▸ **Written instruction 1**: Set down the passage of the biography of Georges Bou-Jaoudé below, starting with "Georges Bou-Jaoudé, CM" and going on through "Archeparchy of Tripoli in Lebanon.", word for word.
▸ **Written instruction 2**: List every line in the records below that contains the word "small".

▸ **Excerpt provided**:
"""

Georges Bou-Jaoudé, CM (27 December 1943 – 28 March 2022) was a Maronite Catholic hierarch, who served as archbishop of the Maronite Catholic Archeparchy of Tripoli in Lebanon.

Life
Georges Bou-Jaoudé was born in 1943 in Jouret El-Ballout, Lebanon, and on 25 December 1966 made his religious vows as a friar of the CM and was ordained priest on 9 February 1968. The Synod of Maronite Bishops elected him on 24 September 2005 Archeparch of Tripoli in Lebanon. This choice was confirmed by the Holy See on 28 December 2005. Maronite Patriarch of Antioch, Cardinal Nasrallah Boutros Sfeir, ordained him bishop and his co-consecrators were Bishop Roland Aboujaoudé, auxiliary bishop of Antioch and Tanios El Khoury, Emeritus Eparch of Sidon, on 11 February 2006.

"""

▸ **Material shown**:
"""

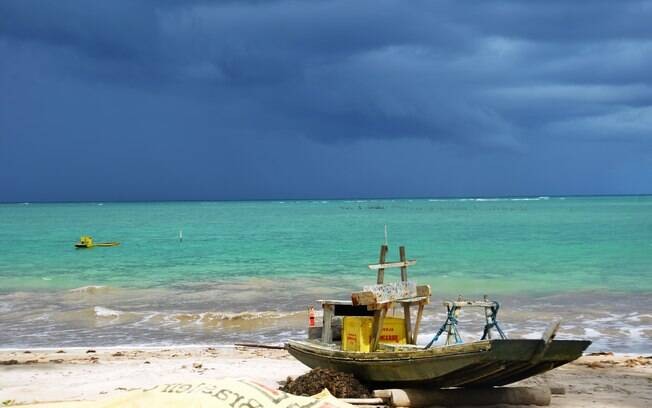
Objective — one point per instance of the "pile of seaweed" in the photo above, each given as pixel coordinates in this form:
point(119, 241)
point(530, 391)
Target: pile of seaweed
point(341, 385)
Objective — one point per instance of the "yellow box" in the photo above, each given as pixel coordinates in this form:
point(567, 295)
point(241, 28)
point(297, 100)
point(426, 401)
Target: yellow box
point(356, 332)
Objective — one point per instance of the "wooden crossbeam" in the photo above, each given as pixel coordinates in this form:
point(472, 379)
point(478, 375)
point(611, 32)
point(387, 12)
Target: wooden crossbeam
point(399, 264)
point(469, 303)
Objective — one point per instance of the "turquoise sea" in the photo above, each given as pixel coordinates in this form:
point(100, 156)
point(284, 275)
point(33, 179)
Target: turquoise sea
point(247, 271)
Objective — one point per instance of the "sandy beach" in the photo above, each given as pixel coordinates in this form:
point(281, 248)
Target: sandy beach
point(28, 376)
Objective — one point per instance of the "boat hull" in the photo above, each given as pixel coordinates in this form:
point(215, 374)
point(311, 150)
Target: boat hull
point(478, 364)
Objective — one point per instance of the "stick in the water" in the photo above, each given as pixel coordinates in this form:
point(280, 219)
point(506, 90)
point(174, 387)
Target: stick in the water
point(257, 345)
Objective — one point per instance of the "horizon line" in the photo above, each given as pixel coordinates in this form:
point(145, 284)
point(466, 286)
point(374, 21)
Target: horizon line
point(329, 199)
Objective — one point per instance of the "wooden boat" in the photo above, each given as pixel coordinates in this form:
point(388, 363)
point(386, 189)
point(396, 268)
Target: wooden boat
point(87, 242)
point(484, 363)
point(478, 364)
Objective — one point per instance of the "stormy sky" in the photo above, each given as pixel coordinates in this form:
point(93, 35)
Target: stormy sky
point(169, 100)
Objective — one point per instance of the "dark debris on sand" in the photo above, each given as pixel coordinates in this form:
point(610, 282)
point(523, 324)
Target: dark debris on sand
point(341, 385)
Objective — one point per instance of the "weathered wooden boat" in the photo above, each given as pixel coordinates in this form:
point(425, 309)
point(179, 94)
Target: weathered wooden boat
point(485, 363)
point(477, 364)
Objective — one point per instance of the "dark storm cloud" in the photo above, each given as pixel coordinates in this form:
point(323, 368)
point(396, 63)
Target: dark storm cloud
point(340, 70)
point(481, 76)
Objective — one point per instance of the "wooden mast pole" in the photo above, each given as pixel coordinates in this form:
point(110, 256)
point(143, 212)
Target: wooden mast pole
point(379, 315)
point(406, 306)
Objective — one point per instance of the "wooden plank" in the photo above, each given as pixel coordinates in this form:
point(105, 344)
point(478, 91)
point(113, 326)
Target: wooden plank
point(547, 338)
point(415, 334)
point(377, 328)
point(469, 303)
point(363, 401)
point(363, 298)
point(411, 301)
point(381, 270)
point(327, 333)
point(401, 251)
point(334, 302)
point(384, 293)
point(423, 290)
point(383, 265)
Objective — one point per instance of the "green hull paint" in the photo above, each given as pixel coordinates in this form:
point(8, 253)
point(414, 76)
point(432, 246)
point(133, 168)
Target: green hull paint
point(477, 364)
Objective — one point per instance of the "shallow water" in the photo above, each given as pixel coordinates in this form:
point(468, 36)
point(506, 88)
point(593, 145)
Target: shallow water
point(248, 270)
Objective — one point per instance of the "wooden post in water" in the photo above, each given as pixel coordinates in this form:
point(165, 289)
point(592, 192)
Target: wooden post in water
point(381, 272)
point(406, 306)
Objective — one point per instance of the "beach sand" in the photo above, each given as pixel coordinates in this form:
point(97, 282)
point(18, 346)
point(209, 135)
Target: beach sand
point(28, 376)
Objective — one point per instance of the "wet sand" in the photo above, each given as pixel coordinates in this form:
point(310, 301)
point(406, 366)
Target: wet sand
point(28, 376)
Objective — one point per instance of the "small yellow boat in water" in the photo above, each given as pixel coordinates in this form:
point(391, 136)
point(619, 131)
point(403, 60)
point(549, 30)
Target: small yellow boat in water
point(87, 242)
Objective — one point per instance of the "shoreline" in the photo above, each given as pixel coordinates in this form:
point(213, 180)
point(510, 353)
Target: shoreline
point(87, 374)
point(234, 346)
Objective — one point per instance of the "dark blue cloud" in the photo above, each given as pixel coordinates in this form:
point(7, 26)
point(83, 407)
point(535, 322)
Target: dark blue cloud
point(271, 90)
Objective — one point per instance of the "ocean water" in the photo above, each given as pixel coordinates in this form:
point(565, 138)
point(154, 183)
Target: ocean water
point(247, 271)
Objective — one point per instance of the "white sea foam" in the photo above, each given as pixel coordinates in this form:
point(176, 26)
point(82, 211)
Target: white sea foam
point(101, 311)
point(89, 289)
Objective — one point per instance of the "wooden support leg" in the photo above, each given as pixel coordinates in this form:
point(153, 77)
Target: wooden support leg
point(417, 323)
point(377, 328)
point(327, 333)
point(408, 324)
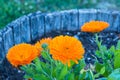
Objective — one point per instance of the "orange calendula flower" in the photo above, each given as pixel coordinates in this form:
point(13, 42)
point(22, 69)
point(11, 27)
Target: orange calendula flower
point(94, 26)
point(66, 49)
point(22, 54)
point(38, 45)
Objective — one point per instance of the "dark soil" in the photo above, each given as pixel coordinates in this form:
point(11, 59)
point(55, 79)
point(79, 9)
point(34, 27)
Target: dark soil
point(7, 72)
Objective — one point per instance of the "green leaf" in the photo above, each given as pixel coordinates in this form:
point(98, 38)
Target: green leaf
point(63, 72)
point(102, 70)
point(82, 76)
point(115, 75)
point(98, 66)
point(70, 76)
point(98, 53)
point(118, 45)
point(117, 61)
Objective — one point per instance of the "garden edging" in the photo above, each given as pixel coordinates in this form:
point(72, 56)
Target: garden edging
point(29, 27)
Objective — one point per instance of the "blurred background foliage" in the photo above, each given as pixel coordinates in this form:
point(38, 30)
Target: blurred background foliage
point(12, 9)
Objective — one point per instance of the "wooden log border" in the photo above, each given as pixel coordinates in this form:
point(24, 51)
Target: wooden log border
point(29, 27)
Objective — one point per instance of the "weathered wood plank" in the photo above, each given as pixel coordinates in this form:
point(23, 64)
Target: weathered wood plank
point(7, 37)
point(69, 20)
point(34, 26)
point(65, 20)
point(86, 15)
point(2, 51)
point(41, 24)
point(52, 22)
point(15, 25)
point(116, 21)
point(25, 29)
point(74, 20)
point(105, 15)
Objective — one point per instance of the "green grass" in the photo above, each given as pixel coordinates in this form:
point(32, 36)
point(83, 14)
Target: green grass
point(12, 9)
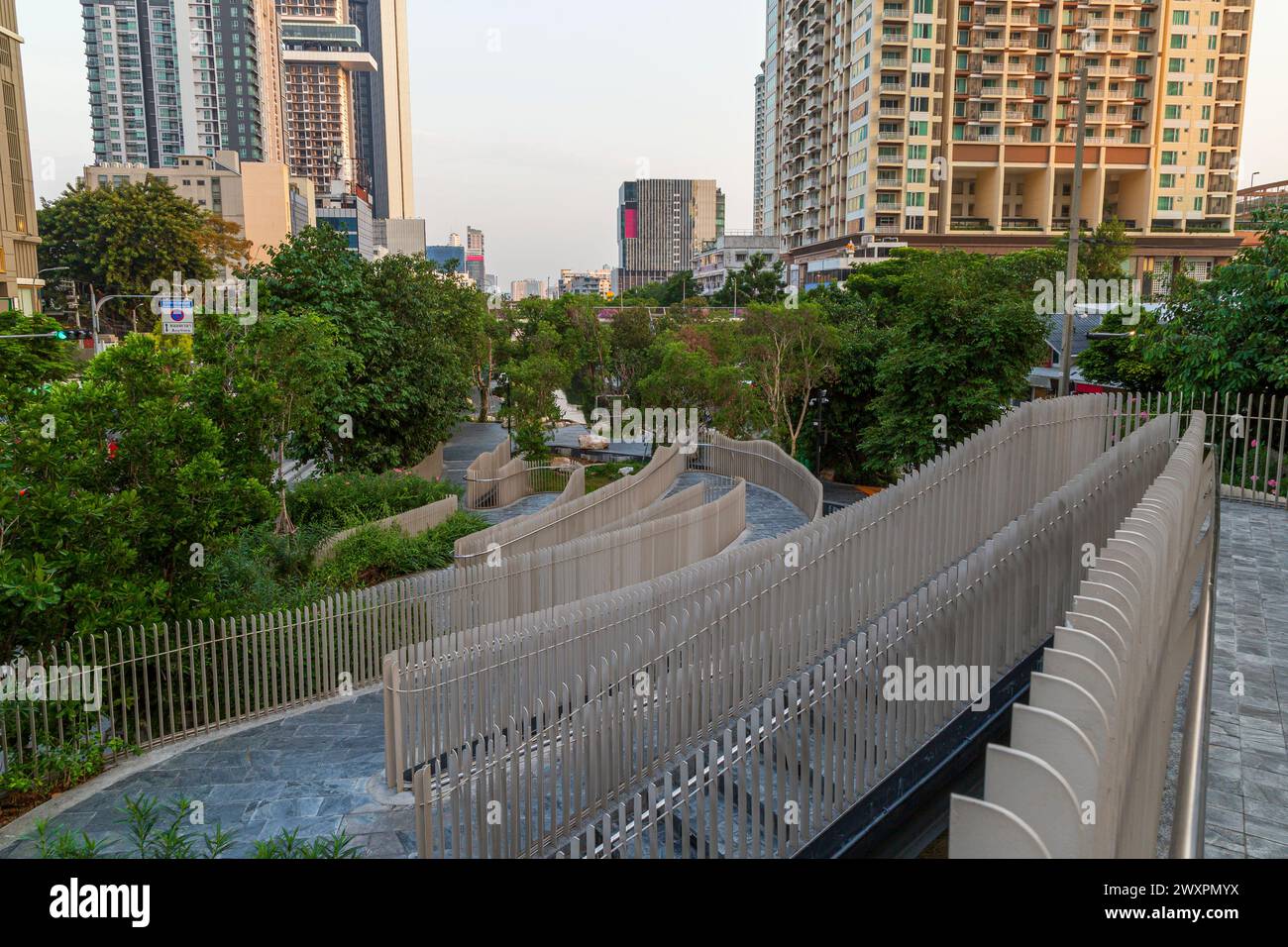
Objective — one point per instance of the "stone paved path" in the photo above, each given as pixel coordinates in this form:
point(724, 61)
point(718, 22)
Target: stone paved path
point(321, 771)
point(1247, 793)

"""

▸ **Exercise output 1**:
Georges Bou-Jaoudé, CM (27 December 1943 – 28 March 2022) was a Maronite Catholic hierarch, who served as archbishop of the Maronite Catholic Archeparchy of Tripoli in Lebanon.

▸ **Exercise output 2**:
Objective — one point per instance of the "small yellow boat in water" in the photo above, each given as pixel coordinates in this form:
Target: small yellow boat in water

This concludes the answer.